→ WHAT IS EXPECTED: Lay out the lines of the records below as a numbered list, leaving out any blank lines.

→ Box-labeled dataset extracts:
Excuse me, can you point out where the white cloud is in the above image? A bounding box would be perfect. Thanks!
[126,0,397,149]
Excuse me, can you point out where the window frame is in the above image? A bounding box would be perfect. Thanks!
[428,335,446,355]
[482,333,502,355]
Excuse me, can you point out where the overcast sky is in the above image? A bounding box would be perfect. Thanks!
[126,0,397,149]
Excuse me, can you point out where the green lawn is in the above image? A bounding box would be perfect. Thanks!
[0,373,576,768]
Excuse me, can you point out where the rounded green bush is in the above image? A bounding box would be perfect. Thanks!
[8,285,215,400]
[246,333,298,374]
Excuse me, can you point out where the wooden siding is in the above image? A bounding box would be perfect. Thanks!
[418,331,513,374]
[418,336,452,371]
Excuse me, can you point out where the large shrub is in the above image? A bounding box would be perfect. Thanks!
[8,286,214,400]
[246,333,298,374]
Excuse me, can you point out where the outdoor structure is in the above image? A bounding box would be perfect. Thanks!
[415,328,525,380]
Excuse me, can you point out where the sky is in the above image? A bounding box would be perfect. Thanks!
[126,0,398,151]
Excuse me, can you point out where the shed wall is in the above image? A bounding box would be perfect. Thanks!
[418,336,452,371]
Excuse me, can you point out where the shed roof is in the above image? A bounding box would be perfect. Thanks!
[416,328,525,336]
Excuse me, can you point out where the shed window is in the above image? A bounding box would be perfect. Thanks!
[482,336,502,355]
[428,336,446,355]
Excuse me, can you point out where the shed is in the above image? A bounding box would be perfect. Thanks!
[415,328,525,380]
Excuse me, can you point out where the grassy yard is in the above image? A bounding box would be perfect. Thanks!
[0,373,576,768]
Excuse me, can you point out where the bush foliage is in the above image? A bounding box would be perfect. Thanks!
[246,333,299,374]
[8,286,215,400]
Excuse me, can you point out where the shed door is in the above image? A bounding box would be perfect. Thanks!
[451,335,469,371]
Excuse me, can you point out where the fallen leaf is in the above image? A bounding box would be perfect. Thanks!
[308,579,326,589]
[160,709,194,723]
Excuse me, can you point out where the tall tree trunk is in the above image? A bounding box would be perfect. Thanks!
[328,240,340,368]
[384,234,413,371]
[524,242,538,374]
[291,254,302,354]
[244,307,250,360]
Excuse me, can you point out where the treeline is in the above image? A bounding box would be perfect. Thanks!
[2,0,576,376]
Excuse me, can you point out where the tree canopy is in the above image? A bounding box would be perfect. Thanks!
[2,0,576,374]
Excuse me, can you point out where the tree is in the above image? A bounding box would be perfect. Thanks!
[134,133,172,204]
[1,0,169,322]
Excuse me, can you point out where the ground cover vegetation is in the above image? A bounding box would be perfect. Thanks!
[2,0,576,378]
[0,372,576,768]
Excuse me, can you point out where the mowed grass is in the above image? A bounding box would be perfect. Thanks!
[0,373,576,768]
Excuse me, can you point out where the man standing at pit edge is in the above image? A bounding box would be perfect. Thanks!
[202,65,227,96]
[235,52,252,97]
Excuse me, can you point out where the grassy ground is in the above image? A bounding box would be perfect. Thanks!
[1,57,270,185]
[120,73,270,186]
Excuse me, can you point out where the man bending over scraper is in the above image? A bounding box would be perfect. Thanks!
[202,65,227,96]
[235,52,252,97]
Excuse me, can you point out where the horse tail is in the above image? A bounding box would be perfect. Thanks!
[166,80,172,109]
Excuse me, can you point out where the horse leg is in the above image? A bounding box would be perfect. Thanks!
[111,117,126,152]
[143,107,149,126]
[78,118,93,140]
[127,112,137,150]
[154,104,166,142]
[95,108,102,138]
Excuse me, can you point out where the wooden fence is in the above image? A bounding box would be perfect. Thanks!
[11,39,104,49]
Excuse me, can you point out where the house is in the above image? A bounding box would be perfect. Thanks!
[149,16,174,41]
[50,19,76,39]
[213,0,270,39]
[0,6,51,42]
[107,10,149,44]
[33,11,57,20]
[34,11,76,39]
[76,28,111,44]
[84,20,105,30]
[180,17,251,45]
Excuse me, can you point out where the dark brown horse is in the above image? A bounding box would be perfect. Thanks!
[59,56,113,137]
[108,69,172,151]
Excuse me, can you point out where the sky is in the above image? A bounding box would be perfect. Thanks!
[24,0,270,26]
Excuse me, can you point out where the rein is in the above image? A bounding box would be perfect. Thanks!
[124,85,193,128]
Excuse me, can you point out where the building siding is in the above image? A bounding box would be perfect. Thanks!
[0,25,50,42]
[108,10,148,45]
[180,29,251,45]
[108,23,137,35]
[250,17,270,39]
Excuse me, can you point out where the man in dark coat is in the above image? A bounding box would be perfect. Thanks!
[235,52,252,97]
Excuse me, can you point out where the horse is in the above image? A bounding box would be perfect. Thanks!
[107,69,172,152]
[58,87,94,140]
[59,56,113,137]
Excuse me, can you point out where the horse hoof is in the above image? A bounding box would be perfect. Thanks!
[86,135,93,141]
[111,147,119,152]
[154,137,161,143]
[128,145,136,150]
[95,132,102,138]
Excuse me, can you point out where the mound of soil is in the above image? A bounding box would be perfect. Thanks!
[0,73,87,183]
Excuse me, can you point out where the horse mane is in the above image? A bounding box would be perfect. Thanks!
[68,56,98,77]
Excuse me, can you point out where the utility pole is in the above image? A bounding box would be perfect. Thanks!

→ EXERCISE RESPONSE:
1. Excuse me, can you point out where the white cloud is in the above image? A bounding box would be perfect. Thanks!
2. [126,0,397,149]
3. Excuse me, can you point out where the window frame is in the above image? A bounding box would be perfect. Thanks!
4. [428,335,446,355]
5. [482,333,502,355]
6. Excuse me, can you point out where the overcast sky is in the above image? A bounding box would be perfect. Thanks!
7. [126,0,397,149]
8. Excuse me, can you point out where the green lawn is in the above image? A bounding box would be perfect. Thanks!
9. [0,373,576,768]
10. Excuse me, can you point out where the rounded green bush is in the above image? A bounding box would be perfect. Thanks!
11. [8,285,215,400]
12. [246,333,298,374]
13. Excuse me, can you point out where the wooden siding is in the above image? A bounding box would be perfect. Thanks!
14. [418,331,513,374]
15. [418,336,452,371]
16. Excuse me, can you point out where the large shrub is in the above image? A bounding box would be perfect. Thanks!
17. [8,286,214,400]
18. [246,333,298,374]
19. Excuse me, can you point out where the outdoor structure is in the above image? A bounding box would be perfect. Thanks!
20. [415,328,525,380]
21. Excuse me, can you point out where the sky is in the above image? A bounding box would be perfect. Thanks!
22. [126,0,398,151]
23. Excuse me, can you point out where the shed wall is in the above image? A bounding box would be perfect. Thanks!
24. [418,336,452,371]
25. Excuse me, can you point out where the shed roof is in the above image? A bounding box would be perfect. Thanks!
26. [416,328,525,336]
27. Excuse me, can you point out where the shed window is in the above image? A bounding box would be perfect. Thanks!
28. [482,336,502,355]
29. [428,336,446,355]
30. Excuse me, can you point out where the shed is in the above image? A bounding box would be perfect. Thanks!
31. [415,328,525,380]
32. Excuse me, can you point out where the grassy yard is in the above image? A bounding box would be perfect. Thanks!
33. [0,373,576,768]
34. Excuse me, can you point out where the bush foliage is in the above image? A bounding box would be perfect. Thanks!
35. [246,333,299,374]
36. [8,286,215,400]
37. Excuse me, can you point out where the shed door is in the above image? A bounding box would be perfect. Thanks!
38. [451,335,469,371]
39. Excuse me, can you point out where the fallen leaf is in the above image? A bounding box would be perfect. Thanks!
40. [308,579,326,589]
41. [160,709,194,723]
42. Excuse me, can you point out where the tall tree trunk is in the above image? A bounding box would be perfect. Thanks!
43. [328,240,340,368]
44. [384,234,413,371]
45. [524,242,538,374]
46. [291,254,302,354]
47. [244,307,250,360]
48. Excuse me, can you point out where the treeline is in the above image? A bounding box would be perfect. Thanks!
49. [2,0,576,376]
50. Excuse me, can you point out where the tree canopy is in the above image? A bounding box would be perfect. Thanks!
51. [2,0,576,374]
52. Excuse me, can you point out where the tree is in the above image? A bounding box would be perfect. Thanks!
53. [134,133,172,204]
54. [1,0,169,322]
55. Excuse me, can you point out where the ground cover vegetation is in the above image? A bounding box would be perfect. Thanks!
56. [2,0,576,378]
57. [0,372,576,768]
58. Excuse me, can you point out where the mowed grass is in the above image? A bounding box would be perfect. Thanks!
59. [0,373,576,768]
60. Excuse me, can you point out where the man standing at pit edge is in the above image? A bounding box would be perfect. Thanks!
61. [202,65,227,96]
62. [235,52,252,97]
63. Excuse me, can you point out where the grassy ground is in the above image? A bounding box would be perfect. Thanks!
64. [1,57,270,185]
65. [120,73,270,186]
66. Excuse me, can you point out where the man bending over scraper is in the above image? A bounding box would be perfect. Thanks!
67. [202,65,227,96]
68. [235,52,252,97]
69. Excuse me, can you point out where the horse tail is in the above image? A bounding box would be perfect. Thanks!
70. [166,80,172,109]
71. Excuse me, can you point out where the horse leg is in the above image? A bounding box would be perfect. Thanks!
72. [111,117,126,152]
73. [143,107,149,126]
74. [78,118,93,140]
75. [127,112,137,150]
76. [154,104,166,142]
77. [95,108,102,138]
78. Excuse me, can you point out where the wooden fence is in the above image? A bounding box would be perfect. Thanks!
79. [11,39,104,49]
80. Excuse me, can you point out where the house is in the above image? A bounding box would be perfect. Thanks!
81. [149,16,174,41]
82. [50,19,76,39]
83. [213,0,270,39]
84. [0,6,51,42]
85. [107,10,149,44]
86. [33,11,57,20]
87. [34,11,76,39]
88. [76,28,111,44]
89. [84,20,105,30]
90. [180,17,251,45]
91. Excuse me, can you point out where the dark brown horse is in the above image? A bounding box would be perfect. Thanks!
92. [59,56,113,137]
93. [108,69,172,151]
94. Excuse me, can you point out where the sky is in the above image? A bounding box would be perfect. Thanks!
95. [24,0,270,26]
96. Excuse me, can you point out where the rein is in the above image? A bounding box would be perfect. Thanks!
97. [124,85,193,128]
98. Excuse me, can you point out where the building siding is in the above image? A bounding box would be perfect. Thanks!
99. [0,25,50,42]
100. [108,10,148,45]
101. [180,29,251,45]
102. [108,23,137,35]
103. [250,17,270,39]
104. Excuse me, can you point out where the man in dark coat is in the above image? A bounding box would be perfect. Thanks!
105. [235,52,252,97]
106. Excuse me, can you point out where the horse is in the above image? A bounding box would be perfect. Thanks!
107. [107,69,172,152]
108. [58,87,94,140]
109. [59,56,113,137]
110. Excuse me, can you point out where the horse hoof is in the above image? A bounding box would be perfect. Thanks!
111. [86,135,93,141]
112. [111,147,119,152]
113. [154,137,161,143]
114. [128,145,136,150]
115. [95,132,102,138]
116. Excuse me, can you point out where the mound of soil is in the above image? A bounding box would be perfect. Thanks!
117. [0,73,87,183]
118. Excuse me, can you point out where the horse mane is in the above image? A bounding box would be perfect. Thanks!
119. [68,56,98,77]
120. Excuse me, can you point out where the utility pole is in the above image? A bounding box would be perfect. Thanks!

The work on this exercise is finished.